= Complete the following =
**A)** Decide whether each statement below agrees with the commentary on Ephesians 6:24, answering yes or no and quoting the words of the commentary that settle it: (i) The commentary presents Ephesians 6:24 as the opening verse of the letter. (ii) According to the commentary, the Greek agapaō refers to emotional attachment alone. (iii) The commentary says the word aphtharsia appears elsewhere for the resurrection body.
**B)** Extend the commentary on Ephesians 6:24 past its last sentence, matching its tone and style.

= Text =
⁂

“Grace be with all them that love our Lord Jesus Christ in sincerity. Amen.”
My Notes
What Does Ephesians 6:24 Mean?
Ephesians 6:24 is the final verse of the letter — Paul's closing benediction — and it carries a word that redefines what genuine love for Christ looks like.
"Grace be with all them that love our Lord Jesus Christ" — the Greek hē charis meta pantōn tōn agapōntōn ton kyrion hēmōn Iēsoun Christon (grace with all those loving our Lord Jesus Christ) pronounces grace on a specific group: those who love Jesus. The Greek agapaō (love) is the word for deliberate, committed, volitional love — not emotional attachment alone but the sustained choice to love.
"In sincerity" — the Greek en aphtharsia (in incorruptibility, in imperishability) is a surprising word choice. The marginal note gives the alternative: "with incorruption." The Greek aphtharsia doesn't mean sincerity in the modern sense of earnestness. It means incorruptibility — love that doesn't decay, doesn't spoil, doesn't have an expiration date. Paul's final word is a blessing on love that is imperishable.
The word aphtharsia appears elsewhere for the resurrection body (1 Corinthians 15:42, 50, 53-54) and for God Himself (Romans 1:23 — "the incorruptible God"). By applying it to love for Christ, Paul connects that love to the permanent, deathless, resurrection order. Love for Christ that is en aphtharsia is love that participates in the quality of eternity — love that cannot rot.

⁂

= Supplied material =
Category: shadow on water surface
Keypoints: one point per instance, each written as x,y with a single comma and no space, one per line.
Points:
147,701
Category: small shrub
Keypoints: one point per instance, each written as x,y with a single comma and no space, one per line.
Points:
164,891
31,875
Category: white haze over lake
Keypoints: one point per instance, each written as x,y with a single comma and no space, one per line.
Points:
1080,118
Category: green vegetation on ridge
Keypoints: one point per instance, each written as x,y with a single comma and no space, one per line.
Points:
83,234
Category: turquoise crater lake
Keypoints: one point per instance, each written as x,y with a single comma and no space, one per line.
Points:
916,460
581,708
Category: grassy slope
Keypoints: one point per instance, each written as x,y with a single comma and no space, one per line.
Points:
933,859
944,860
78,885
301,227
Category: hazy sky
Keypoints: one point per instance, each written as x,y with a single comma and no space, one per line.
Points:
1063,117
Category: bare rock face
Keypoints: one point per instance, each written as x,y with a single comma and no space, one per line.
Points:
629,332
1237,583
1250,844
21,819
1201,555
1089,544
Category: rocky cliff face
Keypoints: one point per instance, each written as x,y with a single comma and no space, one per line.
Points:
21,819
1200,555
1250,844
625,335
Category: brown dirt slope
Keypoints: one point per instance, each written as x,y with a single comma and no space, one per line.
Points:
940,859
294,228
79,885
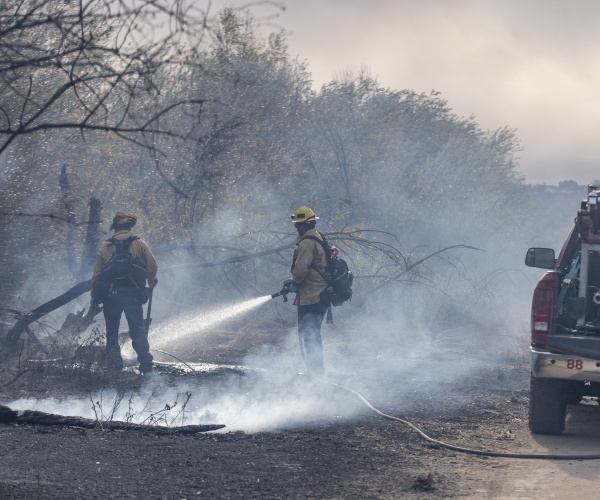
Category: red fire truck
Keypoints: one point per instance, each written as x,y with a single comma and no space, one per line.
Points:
565,322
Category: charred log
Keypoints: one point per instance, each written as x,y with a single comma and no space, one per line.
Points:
32,417
15,332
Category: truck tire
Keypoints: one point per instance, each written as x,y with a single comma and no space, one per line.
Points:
547,405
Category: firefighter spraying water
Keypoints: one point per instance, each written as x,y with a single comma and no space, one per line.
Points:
319,279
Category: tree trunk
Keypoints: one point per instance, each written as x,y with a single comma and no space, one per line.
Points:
15,332
92,238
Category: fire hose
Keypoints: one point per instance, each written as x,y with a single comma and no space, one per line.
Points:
537,456
461,449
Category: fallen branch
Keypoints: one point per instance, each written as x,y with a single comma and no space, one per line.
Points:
32,417
15,332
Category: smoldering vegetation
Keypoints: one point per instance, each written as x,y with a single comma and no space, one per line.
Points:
429,210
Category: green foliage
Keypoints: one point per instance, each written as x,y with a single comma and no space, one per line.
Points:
262,142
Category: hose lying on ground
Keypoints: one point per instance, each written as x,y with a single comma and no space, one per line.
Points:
460,448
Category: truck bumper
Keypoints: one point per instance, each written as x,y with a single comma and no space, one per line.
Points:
546,364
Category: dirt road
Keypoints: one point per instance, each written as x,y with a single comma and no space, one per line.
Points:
341,450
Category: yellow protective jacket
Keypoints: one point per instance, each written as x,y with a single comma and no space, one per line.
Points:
310,282
138,248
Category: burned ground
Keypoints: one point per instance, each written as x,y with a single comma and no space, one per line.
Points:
324,455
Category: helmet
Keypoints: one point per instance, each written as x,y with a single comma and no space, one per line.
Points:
123,218
303,214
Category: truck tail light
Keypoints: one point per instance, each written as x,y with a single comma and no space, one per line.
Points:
543,310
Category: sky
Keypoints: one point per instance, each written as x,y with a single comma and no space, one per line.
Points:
529,65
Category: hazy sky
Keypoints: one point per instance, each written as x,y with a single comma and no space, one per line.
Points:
531,65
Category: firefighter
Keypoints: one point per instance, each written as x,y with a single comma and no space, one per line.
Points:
308,268
126,297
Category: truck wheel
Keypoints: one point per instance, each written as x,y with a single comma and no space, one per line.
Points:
547,405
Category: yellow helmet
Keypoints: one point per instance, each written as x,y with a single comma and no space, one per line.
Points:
303,214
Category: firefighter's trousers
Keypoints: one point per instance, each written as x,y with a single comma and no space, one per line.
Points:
126,300
310,319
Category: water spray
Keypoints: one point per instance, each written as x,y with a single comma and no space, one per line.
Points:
184,328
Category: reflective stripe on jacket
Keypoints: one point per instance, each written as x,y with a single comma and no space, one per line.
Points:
138,248
310,282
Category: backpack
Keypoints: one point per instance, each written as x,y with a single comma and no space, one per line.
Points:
339,278
123,270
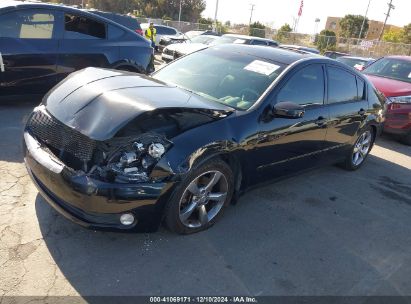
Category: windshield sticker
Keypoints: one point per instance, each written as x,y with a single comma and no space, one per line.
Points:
358,66
262,67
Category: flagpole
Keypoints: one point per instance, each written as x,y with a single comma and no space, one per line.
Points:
300,12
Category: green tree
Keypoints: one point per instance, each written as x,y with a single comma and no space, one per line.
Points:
394,35
257,29
406,38
350,26
326,40
283,32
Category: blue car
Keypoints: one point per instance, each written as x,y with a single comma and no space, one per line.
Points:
41,44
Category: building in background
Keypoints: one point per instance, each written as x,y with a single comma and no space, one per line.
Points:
374,29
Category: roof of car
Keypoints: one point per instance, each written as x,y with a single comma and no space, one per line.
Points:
408,58
246,37
37,4
357,57
33,3
268,53
147,24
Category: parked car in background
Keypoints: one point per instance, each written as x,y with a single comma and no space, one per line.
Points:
183,143
359,63
244,39
167,40
40,44
162,30
127,21
299,48
334,54
392,76
177,50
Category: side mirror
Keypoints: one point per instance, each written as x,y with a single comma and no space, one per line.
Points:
288,109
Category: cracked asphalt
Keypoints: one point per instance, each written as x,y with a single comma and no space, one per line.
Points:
325,232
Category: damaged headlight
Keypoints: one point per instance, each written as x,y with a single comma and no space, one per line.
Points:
132,162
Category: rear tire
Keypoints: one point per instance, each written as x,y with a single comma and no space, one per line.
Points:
360,150
200,199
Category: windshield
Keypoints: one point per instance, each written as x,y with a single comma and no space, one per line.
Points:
236,80
352,62
393,68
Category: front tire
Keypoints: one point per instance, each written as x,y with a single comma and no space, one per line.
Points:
360,150
201,198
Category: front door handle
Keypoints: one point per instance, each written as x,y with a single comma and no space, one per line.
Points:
1,64
321,121
362,112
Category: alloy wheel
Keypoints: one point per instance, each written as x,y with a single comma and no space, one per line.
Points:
362,148
203,199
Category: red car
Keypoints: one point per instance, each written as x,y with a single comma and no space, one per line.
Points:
392,76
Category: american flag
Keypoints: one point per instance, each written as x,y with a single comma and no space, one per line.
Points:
300,11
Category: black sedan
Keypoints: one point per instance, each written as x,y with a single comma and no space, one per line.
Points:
116,150
40,44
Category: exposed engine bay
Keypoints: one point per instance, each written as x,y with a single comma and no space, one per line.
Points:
122,160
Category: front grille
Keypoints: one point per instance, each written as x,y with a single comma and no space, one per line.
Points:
55,134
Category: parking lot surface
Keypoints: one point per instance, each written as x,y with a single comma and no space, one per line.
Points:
325,232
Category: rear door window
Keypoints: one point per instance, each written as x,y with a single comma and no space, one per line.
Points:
305,87
259,42
165,30
81,27
342,86
28,24
361,89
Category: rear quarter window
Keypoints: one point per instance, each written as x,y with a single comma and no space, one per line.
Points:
342,85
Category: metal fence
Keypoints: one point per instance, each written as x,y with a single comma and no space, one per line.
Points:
355,47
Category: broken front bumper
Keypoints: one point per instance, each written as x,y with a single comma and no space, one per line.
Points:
92,203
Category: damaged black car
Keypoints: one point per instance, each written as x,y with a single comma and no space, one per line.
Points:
122,151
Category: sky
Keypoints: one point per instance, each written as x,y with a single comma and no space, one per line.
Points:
277,12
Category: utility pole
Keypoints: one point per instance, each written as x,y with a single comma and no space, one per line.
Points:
363,22
251,15
390,7
215,17
179,14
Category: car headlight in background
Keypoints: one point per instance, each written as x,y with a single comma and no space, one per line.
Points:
395,102
131,161
399,99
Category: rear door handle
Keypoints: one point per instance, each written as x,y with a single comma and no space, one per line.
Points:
362,112
1,64
321,121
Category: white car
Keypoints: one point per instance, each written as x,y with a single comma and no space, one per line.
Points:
174,51
162,30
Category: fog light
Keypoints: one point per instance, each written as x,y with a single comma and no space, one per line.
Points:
127,219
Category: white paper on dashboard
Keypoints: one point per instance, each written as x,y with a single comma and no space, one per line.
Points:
262,67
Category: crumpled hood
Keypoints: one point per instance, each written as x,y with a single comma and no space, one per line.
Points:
99,102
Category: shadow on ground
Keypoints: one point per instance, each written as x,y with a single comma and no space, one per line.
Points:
326,232
13,118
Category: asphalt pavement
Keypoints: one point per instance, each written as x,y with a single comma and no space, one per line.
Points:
325,232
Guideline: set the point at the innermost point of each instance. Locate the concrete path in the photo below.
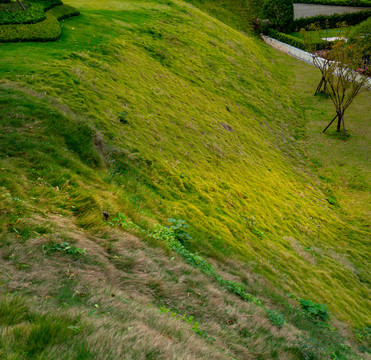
(298, 53)
(306, 10)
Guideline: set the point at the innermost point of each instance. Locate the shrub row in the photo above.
(333, 20)
(47, 30)
(35, 12)
(337, 2)
(293, 41)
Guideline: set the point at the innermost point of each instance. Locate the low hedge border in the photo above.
(359, 3)
(35, 12)
(349, 18)
(293, 41)
(47, 30)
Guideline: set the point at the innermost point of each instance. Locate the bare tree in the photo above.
(344, 83)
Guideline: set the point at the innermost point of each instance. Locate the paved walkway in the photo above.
(298, 53)
(306, 10)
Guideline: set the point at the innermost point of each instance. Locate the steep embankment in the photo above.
(157, 110)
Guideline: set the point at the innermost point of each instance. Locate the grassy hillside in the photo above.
(156, 110)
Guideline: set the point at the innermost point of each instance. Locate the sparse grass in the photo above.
(212, 123)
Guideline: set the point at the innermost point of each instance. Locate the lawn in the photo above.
(156, 110)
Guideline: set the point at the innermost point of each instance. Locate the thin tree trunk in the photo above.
(342, 117)
(339, 123)
(330, 123)
(319, 87)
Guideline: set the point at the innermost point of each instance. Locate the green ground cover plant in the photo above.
(195, 104)
(365, 3)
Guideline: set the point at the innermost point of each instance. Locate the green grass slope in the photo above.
(156, 110)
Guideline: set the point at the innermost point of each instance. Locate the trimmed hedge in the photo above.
(47, 30)
(337, 2)
(280, 13)
(293, 41)
(35, 12)
(332, 20)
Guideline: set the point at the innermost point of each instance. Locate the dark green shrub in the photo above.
(47, 30)
(314, 310)
(35, 12)
(293, 41)
(332, 20)
(280, 13)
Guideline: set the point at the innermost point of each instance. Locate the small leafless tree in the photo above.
(338, 64)
(343, 81)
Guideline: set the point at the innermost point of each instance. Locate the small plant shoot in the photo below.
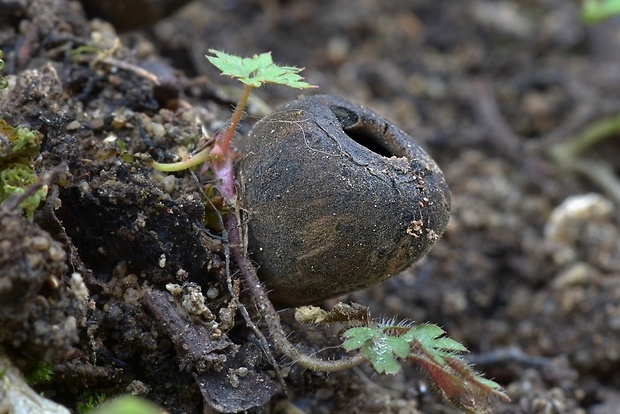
(382, 344)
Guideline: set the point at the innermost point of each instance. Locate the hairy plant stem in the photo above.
(268, 312)
(224, 173)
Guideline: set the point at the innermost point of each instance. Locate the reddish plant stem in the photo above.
(226, 140)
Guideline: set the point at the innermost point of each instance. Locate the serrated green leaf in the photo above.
(448, 344)
(399, 346)
(357, 337)
(380, 356)
(257, 70)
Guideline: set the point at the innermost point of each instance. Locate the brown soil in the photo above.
(488, 88)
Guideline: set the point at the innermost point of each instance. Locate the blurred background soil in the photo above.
(527, 275)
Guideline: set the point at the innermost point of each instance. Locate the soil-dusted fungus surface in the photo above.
(120, 283)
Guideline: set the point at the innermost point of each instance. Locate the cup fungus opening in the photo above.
(369, 134)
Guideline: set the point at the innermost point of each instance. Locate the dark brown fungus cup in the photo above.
(338, 199)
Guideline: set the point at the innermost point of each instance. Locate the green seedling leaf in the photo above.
(257, 70)
(597, 11)
(357, 337)
(381, 356)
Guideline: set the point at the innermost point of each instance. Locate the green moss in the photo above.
(3, 82)
(18, 148)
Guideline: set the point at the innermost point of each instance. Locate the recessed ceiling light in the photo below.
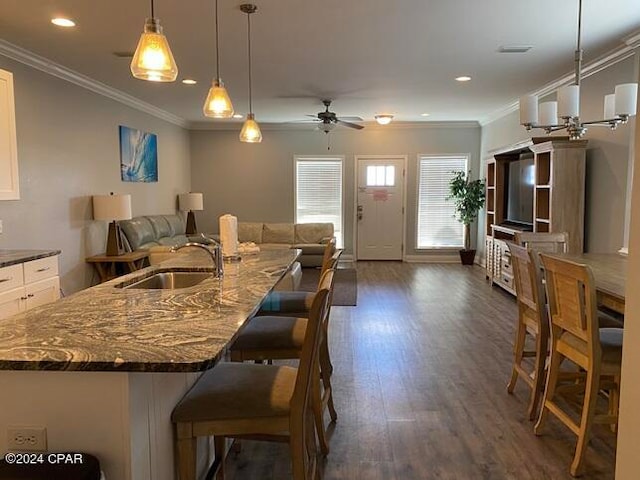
(514, 48)
(63, 22)
(384, 119)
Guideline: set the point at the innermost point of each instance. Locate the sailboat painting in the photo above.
(138, 155)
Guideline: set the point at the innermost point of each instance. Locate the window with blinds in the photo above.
(319, 192)
(437, 226)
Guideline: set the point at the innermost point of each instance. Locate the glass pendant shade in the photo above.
(153, 60)
(250, 132)
(218, 104)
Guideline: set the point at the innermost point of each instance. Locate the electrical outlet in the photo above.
(27, 439)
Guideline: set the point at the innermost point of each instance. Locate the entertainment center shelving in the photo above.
(558, 199)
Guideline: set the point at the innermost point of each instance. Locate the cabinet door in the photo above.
(44, 291)
(12, 302)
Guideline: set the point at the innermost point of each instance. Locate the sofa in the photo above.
(157, 234)
(311, 238)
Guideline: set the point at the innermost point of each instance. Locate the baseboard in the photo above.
(441, 258)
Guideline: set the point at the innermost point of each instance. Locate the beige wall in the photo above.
(629, 423)
(608, 156)
(256, 182)
(67, 151)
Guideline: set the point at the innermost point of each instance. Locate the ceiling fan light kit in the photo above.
(217, 104)
(618, 107)
(384, 119)
(153, 60)
(250, 132)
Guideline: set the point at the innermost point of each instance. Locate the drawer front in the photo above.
(11, 277)
(40, 269)
(12, 302)
(42, 292)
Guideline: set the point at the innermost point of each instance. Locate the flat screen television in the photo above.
(520, 182)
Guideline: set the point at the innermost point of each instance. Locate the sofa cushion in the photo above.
(313, 232)
(250, 232)
(177, 224)
(139, 232)
(278, 233)
(160, 226)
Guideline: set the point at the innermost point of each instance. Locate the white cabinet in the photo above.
(28, 285)
(9, 185)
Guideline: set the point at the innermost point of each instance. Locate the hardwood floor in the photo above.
(421, 368)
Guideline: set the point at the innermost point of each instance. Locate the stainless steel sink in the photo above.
(170, 280)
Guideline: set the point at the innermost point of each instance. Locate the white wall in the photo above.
(68, 150)
(608, 157)
(255, 182)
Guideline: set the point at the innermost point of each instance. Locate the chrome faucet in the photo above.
(215, 254)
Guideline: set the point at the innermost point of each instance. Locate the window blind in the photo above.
(437, 226)
(319, 192)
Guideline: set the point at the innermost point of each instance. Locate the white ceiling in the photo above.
(369, 56)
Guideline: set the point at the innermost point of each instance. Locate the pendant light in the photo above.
(250, 132)
(153, 60)
(217, 104)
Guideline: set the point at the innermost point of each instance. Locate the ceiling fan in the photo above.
(328, 120)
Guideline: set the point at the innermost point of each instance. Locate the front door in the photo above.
(380, 209)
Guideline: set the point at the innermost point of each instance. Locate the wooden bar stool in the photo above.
(532, 320)
(281, 337)
(263, 402)
(575, 336)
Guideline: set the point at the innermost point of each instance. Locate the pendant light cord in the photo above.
(249, 56)
(217, 43)
(578, 57)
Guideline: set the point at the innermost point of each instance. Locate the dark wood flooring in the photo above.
(421, 368)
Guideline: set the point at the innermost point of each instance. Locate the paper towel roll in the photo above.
(229, 235)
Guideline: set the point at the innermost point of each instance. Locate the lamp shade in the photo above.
(112, 207)
(626, 99)
(529, 110)
(190, 201)
(610, 106)
(218, 104)
(153, 60)
(569, 101)
(548, 113)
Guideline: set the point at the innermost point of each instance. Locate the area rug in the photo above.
(345, 289)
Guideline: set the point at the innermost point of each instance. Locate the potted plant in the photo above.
(469, 198)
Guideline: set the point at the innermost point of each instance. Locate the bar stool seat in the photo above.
(235, 390)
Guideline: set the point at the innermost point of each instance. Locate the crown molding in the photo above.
(264, 126)
(618, 54)
(50, 67)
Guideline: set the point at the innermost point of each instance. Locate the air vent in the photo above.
(514, 48)
(123, 54)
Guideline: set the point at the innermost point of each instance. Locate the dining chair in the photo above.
(543, 242)
(296, 302)
(533, 321)
(281, 338)
(575, 336)
(254, 401)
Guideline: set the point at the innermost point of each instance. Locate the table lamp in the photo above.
(188, 202)
(112, 208)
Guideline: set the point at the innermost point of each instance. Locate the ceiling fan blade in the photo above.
(349, 124)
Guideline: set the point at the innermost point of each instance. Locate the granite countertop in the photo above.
(11, 257)
(106, 328)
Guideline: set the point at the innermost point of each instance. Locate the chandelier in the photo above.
(618, 106)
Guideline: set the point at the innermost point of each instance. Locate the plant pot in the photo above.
(467, 256)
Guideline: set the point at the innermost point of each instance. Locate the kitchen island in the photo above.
(102, 369)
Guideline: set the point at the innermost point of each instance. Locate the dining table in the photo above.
(610, 274)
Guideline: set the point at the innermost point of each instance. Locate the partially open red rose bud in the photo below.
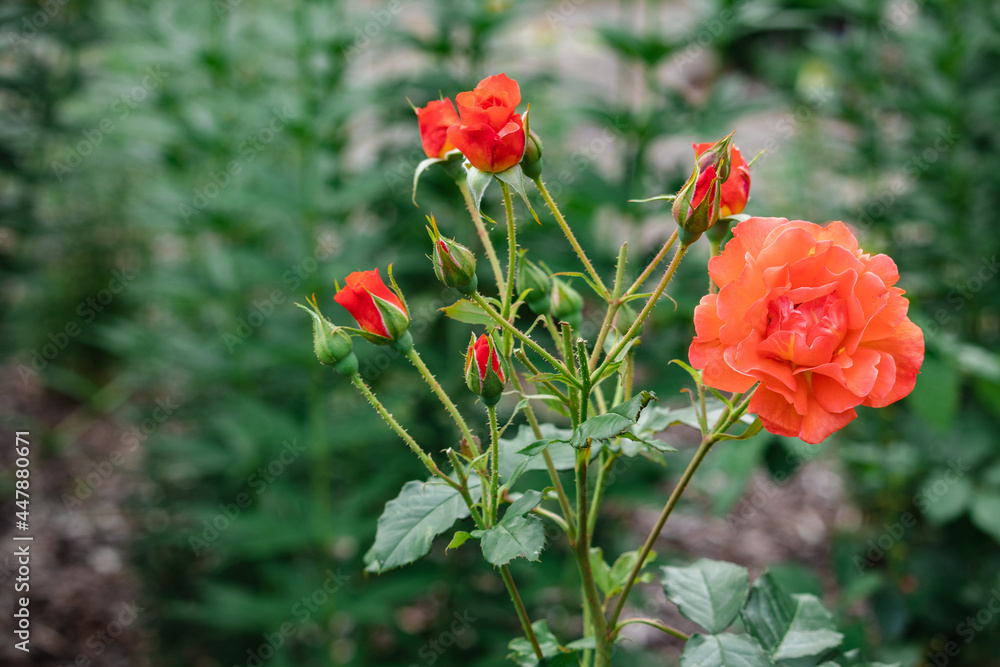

⁂

= Expected responses =
**A)**
(i) No: "Ephesians 6:24 is the final verse of the letter"
(ii) No: "not emotional attachment alone but the sustained choice to love"
(iii) Yes: "The word aphtharsia appears elsewhere for the resurrection body (1 Corinthians 15:42, 50, 53-54)"

**B)**
The benediction creates a final portrait of the Christian life: grace from God meets incorruptible love for Christ. The letter that began with "grace and peace from God our Father and the Lord Jesus Christ" (1:2) ends with grace pronounced on love that will outlast everything corruptible — including the present age, the current body, and death itself.
Paul's last word isn't a doctrine. It's a blessing on a specific kind of love.
Reflection Questions
- 1.The word translated 'sincerity' actually means 'incorruptibility.' How does reframing the verse from 'sincere love' to 'imperishable love' change what Paul is blessing?
- 2.Incorruptible love doesn't decay over time. Is your love for Christ currently growing, stable, or subtly decaying? What evidence tells you?
- 3.The same word (aphtharsia) describes resurrection bodies and God's nature. What does it mean that your love for Christ can participate in the quality of eternity?
- 4.Paul's final word is a blessing on love, not on correct doctrine or good behavior. What does that tell you about what Paul ultimately valued most?
Devotional
Paul's last word in Ephesians isn't a theological summary or a final instruction. It's a blessing — and the blessing falls on love that doesn't spoil.
The word translated "sincerity" is actually "incorruptibility." Love for Christ that is en aphtharsia — love that doesn't decay, doesn't expire, doesn't degrade over time. The same word used for the resurrection body and for the nature of God Himself. Paul is blessing a love that participates in the quality of eternity.
That's a striking final note for a letter that's covered predestination, grace, spiritual warfare, marriage, and the whole armor of God. After everything — all the theology, all the ethics, all the instruction — Paul's last breath is spent on this: grace to those who love Jesus with a love that can't rot.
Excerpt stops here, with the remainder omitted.